### JOB
Please express the items below as a JSON list of strings, with one string for each line and blank lines skipped. Leave the pictures out of your answer.

'''

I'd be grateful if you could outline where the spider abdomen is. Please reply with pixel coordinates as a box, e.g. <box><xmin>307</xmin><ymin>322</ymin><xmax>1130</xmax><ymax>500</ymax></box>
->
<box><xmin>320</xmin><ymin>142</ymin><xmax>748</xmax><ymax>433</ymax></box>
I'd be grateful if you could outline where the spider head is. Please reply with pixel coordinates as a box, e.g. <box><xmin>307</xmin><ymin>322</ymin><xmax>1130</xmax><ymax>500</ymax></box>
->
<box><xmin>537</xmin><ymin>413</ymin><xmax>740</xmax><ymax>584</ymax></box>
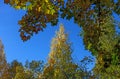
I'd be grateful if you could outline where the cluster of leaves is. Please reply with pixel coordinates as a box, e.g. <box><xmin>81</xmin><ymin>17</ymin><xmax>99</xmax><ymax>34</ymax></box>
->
<box><xmin>0</xmin><ymin>26</ymin><xmax>94</xmax><ymax>79</ymax></box>
<box><xmin>5</xmin><ymin>0</ymin><xmax>64</xmax><ymax>41</ymax></box>
<box><xmin>5</xmin><ymin>0</ymin><xmax>120</xmax><ymax>41</ymax></box>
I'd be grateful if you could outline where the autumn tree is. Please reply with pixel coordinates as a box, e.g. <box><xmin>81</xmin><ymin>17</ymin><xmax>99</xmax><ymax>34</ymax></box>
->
<box><xmin>0</xmin><ymin>40</ymin><xmax>9</xmax><ymax>79</ymax></box>
<box><xmin>4</xmin><ymin>0</ymin><xmax>120</xmax><ymax>41</ymax></box>
<box><xmin>43</xmin><ymin>25</ymin><xmax>77</xmax><ymax>79</ymax></box>
<box><xmin>92</xmin><ymin>17</ymin><xmax>120</xmax><ymax>79</ymax></box>
<box><xmin>8</xmin><ymin>60</ymin><xmax>23</xmax><ymax>79</ymax></box>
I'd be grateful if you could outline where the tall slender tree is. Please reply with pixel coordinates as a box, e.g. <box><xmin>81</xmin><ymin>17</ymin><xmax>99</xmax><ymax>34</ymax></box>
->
<box><xmin>43</xmin><ymin>24</ymin><xmax>77</xmax><ymax>79</ymax></box>
<box><xmin>0</xmin><ymin>40</ymin><xmax>9</xmax><ymax>79</ymax></box>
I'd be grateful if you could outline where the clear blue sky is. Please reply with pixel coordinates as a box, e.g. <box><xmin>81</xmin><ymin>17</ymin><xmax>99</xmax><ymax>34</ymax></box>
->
<box><xmin>0</xmin><ymin>2</ymin><xmax>94</xmax><ymax>69</ymax></box>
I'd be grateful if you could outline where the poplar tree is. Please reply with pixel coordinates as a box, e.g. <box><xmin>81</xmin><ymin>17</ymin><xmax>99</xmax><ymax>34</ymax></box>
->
<box><xmin>0</xmin><ymin>40</ymin><xmax>9</xmax><ymax>79</ymax></box>
<box><xmin>43</xmin><ymin>25</ymin><xmax>77</xmax><ymax>79</ymax></box>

'''

### OUTPUT OF THE EXERCISE
[
  "I'd be grateful if you could outline where the spider abdomen is. Please reply with pixel coordinates as a box, e.g. <box><xmin>307</xmin><ymin>322</ymin><xmax>1130</xmax><ymax>500</ymax></box>",
  "->",
  "<box><xmin>320</xmin><ymin>142</ymin><xmax>748</xmax><ymax>433</ymax></box>",
  "I'd be grateful if you could outline where the spider head is. Please reply with pixel coordinates as a box, e.g. <box><xmin>307</xmin><ymin>322</ymin><xmax>1130</xmax><ymax>500</ymax></box>",
  "->",
  "<box><xmin>537</xmin><ymin>413</ymin><xmax>740</xmax><ymax>584</ymax></box>",
  "I'd be grateful if you could outline where the cluster of leaves is. Please reply with pixel coordinates as a box, e.g. <box><xmin>81</xmin><ymin>17</ymin><xmax>99</xmax><ymax>34</ymax></box>",
  "->",
  "<box><xmin>0</xmin><ymin>26</ymin><xmax>94</xmax><ymax>79</ymax></box>",
  "<box><xmin>5</xmin><ymin>0</ymin><xmax>64</xmax><ymax>41</ymax></box>",
  "<box><xmin>5</xmin><ymin>0</ymin><xmax>120</xmax><ymax>41</ymax></box>",
  "I'd be grateful if you could outline where the autumn tree is. Please reply with pixel coordinates as a box, e.g. <box><xmin>81</xmin><ymin>17</ymin><xmax>99</xmax><ymax>34</ymax></box>",
  "->",
  "<box><xmin>0</xmin><ymin>40</ymin><xmax>9</xmax><ymax>79</ymax></box>",
  "<box><xmin>4</xmin><ymin>0</ymin><xmax>120</xmax><ymax>41</ymax></box>",
  "<box><xmin>43</xmin><ymin>25</ymin><xmax>77</xmax><ymax>79</ymax></box>",
  "<box><xmin>92</xmin><ymin>17</ymin><xmax>120</xmax><ymax>79</ymax></box>",
  "<box><xmin>8</xmin><ymin>60</ymin><xmax>23</xmax><ymax>79</ymax></box>",
  "I'd be grateful if you could outline where the tall slender tree is. Please reply with pixel coordinates as a box, e.g. <box><xmin>81</xmin><ymin>17</ymin><xmax>99</xmax><ymax>34</ymax></box>",
  "->",
  "<box><xmin>43</xmin><ymin>24</ymin><xmax>77</xmax><ymax>79</ymax></box>",
  "<box><xmin>0</xmin><ymin>40</ymin><xmax>9</xmax><ymax>79</ymax></box>",
  "I'd be grateful if you could outline where the clear blue sky is. Please reply with pixel coordinates as a box, e.g. <box><xmin>81</xmin><ymin>17</ymin><xmax>99</xmax><ymax>34</ymax></box>",
  "->",
  "<box><xmin>0</xmin><ymin>2</ymin><xmax>94</xmax><ymax>69</ymax></box>",
  "I'd be grateful if you could outline where the poplar tree is. Please reply with pixel coordinates as a box, e.g. <box><xmin>81</xmin><ymin>17</ymin><xmax>99</xmax><ymax>34</ymax></box>",
  "->",
  "<box><xmin>0</xmin><ymin>40</ymin><xmax>9</xmax><ymax>79</ymax></box>",
  "<box><xmin>43</xmin><ymin>25</ymin><xmax>77</xmax><ymax>79</ymax></box>"
]